Document
Bent u op de hoogte van de verschillende toepassingen van de wet? Kunt u eventueel een overzicht geven van de werkwijze per rechtbank? Wat is uw reactie hierop?

 

Wat is uw standpunt met betrekking tot een eventuele behandeling achter gesloten deuren van de MOF-dossiers, de als misdrijf omschreven feiten? We hebben het er kort over gehad tijdens de bespreking van de wet. Het is uiteindelijk niet geregeld en de behandeling gebeurt in openbare zitting. Wilt u nog een stap verder gaan en eventueel die feiten die voor de jeugdrechtbank komen, achter gesloten deuren behandelen?

 

02.02 Staatssecretaris Melchior Wathelet: Ik beschik momenteel niet over gegevens over de manier waarop de wet van 2 juni 2010 tot wijziging van het Gerechtelijk Wetboek en het Burgerlijk Wetboek betreffende de behandeling in de raadkamer van de gerechtelijke procedures inzake familierecht wordt toegepast door de hoven en rechtbanken.

 

De behandeling van een gerechtelijke procedure in de raadkamer hangt af van de beoordeling van een evenwicht tussen de betrokken belangen, het principe van de openbaarheid van de procedure en het respecteren van de rechten van de partijen. Zoals het Europees Hof voor de Rechten van de Mens reeds talrijke malen aanhaalde, beschermt de openbaarheid van de zittingen de burgers tegen geheime rechtspraak, die zou ontsnappen aan het toezicht van de bevolking, en is tevens een goed middel om het vertrouwen in het gerecht te bewaren. De openbaarheid biedt de garantie op een eerlijk proces.

 

De openbaarheid van een procedure kan evenwel onderworpen zijn aan bepaalde uitzonderingen, met name wanneer de belangen van de minderjarige of het privéleven van personen in het geding zijn. Het evenwicht tussen de openbaarheid van de procedure en de bescherming van de persoonlijke levenssfeer wordt verschillend beoordeeld naargelang het gaat om familierechtelijke of protectionele zaken. De zitting achter gesloten deuren wordt geregeld door het Gerechtelijk Wetboek voor het familierechtelijke hoofdstuk en door de wet van 8 april 1965 betreffende de jeugdbescherming voor het protectionele deel. Er dient dan ook benadrukt te worden dat de beoordelingen niet verward mogen worden en niet tot een eenvormige behandeling in de raadkamer mogen leiden.

 

De doelstelling van de wet van 2 juni 2010 is de zitting achter gesloten deuren te bevoorrechten in een bepaald aantal burgerlijke procedures die betrekking hebben op het personen- en familierecht, omdat de bescherming van het privégezinsleven van de betrokken partijen en hun kinderen dat vereist, in het bijzonder wegens het intieme karakter van de elementen die voor de rechter onthuld worden en die hem in staat stellen een duidelijk beeld van de situatie te krijgen. Die verantwoording is in overeenstemming met de rechtspraak van het Europees Hof voor de Rechten van de Mens, die de beperking van de openbaarheid van de procedure in die welomschreven gevallen aanvaardt.

Doelstellingen
**A)** Typ het gedeelte van het document van "Bent u op de" tot "uw reactie hierop?" woord voor woord over.
**B)** Vertaal alstublieft deze zin uit het document in het Engels: "De openbaarheid biedt de garantie op een eerlijk proces."

[Ruwe records]

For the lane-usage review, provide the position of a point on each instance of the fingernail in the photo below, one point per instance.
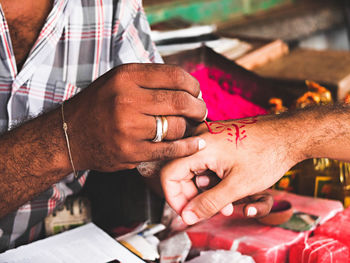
(201, 144)
(189, 217)
(252, 211)
(200, 95)
(206, 115)
(202, 181)
(227, 210)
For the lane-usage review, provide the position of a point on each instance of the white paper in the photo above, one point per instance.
(182, 33)
(88, 244)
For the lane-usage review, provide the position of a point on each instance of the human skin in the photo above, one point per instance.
(254, 158)
(110, 123)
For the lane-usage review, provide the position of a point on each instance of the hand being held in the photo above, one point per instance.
(249, 155)
(112, 122)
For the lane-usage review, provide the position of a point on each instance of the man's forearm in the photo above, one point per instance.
(33, 157)
(317, 132)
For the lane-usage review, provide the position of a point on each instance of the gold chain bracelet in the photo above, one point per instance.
(65, 129)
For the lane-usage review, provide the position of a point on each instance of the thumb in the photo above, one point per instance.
(209, 202)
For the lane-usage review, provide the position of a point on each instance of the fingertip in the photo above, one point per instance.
(202, 181)
(189, 217)
(251, 211)
(227, 210)
(201, 144)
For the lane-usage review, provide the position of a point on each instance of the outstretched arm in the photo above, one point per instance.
(111, 125)
(250, 155)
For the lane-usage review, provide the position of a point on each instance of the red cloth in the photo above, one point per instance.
(319, 249)
(265, 244)
(337, 227)
(222, 95)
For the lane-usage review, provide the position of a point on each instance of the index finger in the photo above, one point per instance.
(177, 184)
(161, 76)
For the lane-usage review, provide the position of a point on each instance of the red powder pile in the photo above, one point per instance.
(221, 97)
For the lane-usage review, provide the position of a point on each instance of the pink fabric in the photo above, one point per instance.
(319, 249)
(222, 97)
(337, 227)
(265, 244)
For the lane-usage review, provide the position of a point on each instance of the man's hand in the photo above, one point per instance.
(112, 122)
(248, 155)
(253, 206)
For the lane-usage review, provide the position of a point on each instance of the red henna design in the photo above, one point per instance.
(219, 127)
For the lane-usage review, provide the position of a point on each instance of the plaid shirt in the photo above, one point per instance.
(81, 40)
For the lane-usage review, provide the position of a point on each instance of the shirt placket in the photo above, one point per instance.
(45, 45)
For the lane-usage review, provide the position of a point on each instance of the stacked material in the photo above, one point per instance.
(264, 243)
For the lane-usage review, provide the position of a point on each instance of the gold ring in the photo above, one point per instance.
(159, 130)
(165, 127)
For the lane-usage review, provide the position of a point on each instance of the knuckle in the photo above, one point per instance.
(159, 97)
(207, 206)
(180, 102)
(165, 153)
(179, 76)
(180, 128)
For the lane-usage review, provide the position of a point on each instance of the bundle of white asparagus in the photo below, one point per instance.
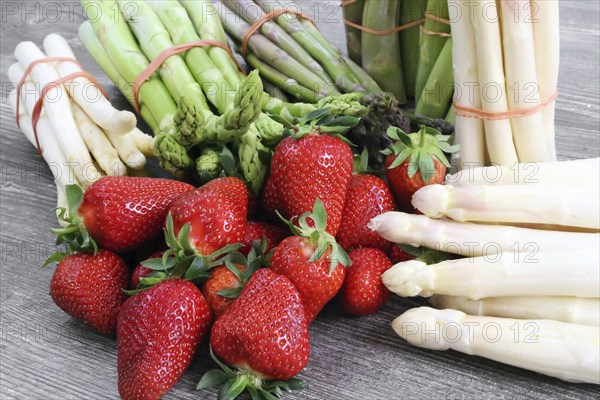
(522, 296)
(82, 137)
(505, 57)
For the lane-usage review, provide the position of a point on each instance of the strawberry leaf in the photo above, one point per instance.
(230, 293)
(212, 378)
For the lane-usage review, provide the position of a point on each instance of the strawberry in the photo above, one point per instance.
(312, 260)
(306, 166)
(368, 196)
(119, 213)
(158, 333)
(264, 336)
(415, 160)
(216, 214)
(90, 288)
(256, 230)
(363, 293)
(227, 281)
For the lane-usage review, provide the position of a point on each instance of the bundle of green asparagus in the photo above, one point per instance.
(289, 51)
(406, 47)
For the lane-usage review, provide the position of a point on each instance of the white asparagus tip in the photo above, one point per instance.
(432, 200)
(413, 323)
(409, 278)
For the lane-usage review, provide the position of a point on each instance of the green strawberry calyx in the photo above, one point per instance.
(315, 232)
(181, 260)
(73, 233)
(419, 149)
(236, 381)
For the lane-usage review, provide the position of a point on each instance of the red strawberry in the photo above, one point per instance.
(415, 160)
(227, 281)
(312, 260)
(397, 254)
(216, 214)
(304, 169)
(121, 213)
(264, 334)
(256, 230)
(90, 288)
(363, 293)
(368, 196)
(159, 331)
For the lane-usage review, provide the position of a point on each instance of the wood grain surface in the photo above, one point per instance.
(44, 354)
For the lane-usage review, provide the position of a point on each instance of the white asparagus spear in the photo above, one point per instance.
(89, 98)
(492, 86)
(576, 310)
(538, 204)
(473, 240)
(128, 151)
(533, 273)
(59, 113)
(546, 39)
(144, 143)
(521, 80)
(52, 154)
(570, 352)
(468, 131)
(576, 172)
(61, 168)
(100, 147)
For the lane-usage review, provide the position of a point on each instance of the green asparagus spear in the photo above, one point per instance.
(410, 11)
(251, 12)
(154, 39)
(436, 96)
(277, 58)
(431, 45)
(279, 79)
(123, 52)
(212, 80)
(208, 25)
(381, 53)
(197, 126)
(333, 63)
(93, 46)
(353, 12)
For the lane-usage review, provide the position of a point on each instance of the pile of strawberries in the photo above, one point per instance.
(253, 287)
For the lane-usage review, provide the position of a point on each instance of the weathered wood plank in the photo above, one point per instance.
(44, 354)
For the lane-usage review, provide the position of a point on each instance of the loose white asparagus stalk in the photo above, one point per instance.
(474, 240)
(100, 147)
(546, 38)
(534, 273)
(52, 153)
(98, 108)
(570, 352)
(144, 143)
(59, 113)
(576, 310)
(576, 172)
(538, 204)
(468, 131)
(492, 86)
(521, 80)
(128, 151)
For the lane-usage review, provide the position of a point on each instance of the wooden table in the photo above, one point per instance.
(44, 354)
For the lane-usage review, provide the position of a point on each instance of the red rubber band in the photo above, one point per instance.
(171, 51)
(267, 17)
(37, 108)
(494, 116)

Oplossingen
**A)**
Bent u op de hoogte van de verschillende toepassingen van de wet? Kunt u eventueel een overzicht geven van de werkwijze per rechtbank? Wat is uw reactie hierop?

**B)** Public proceedings provide the guarantee of a fair trial.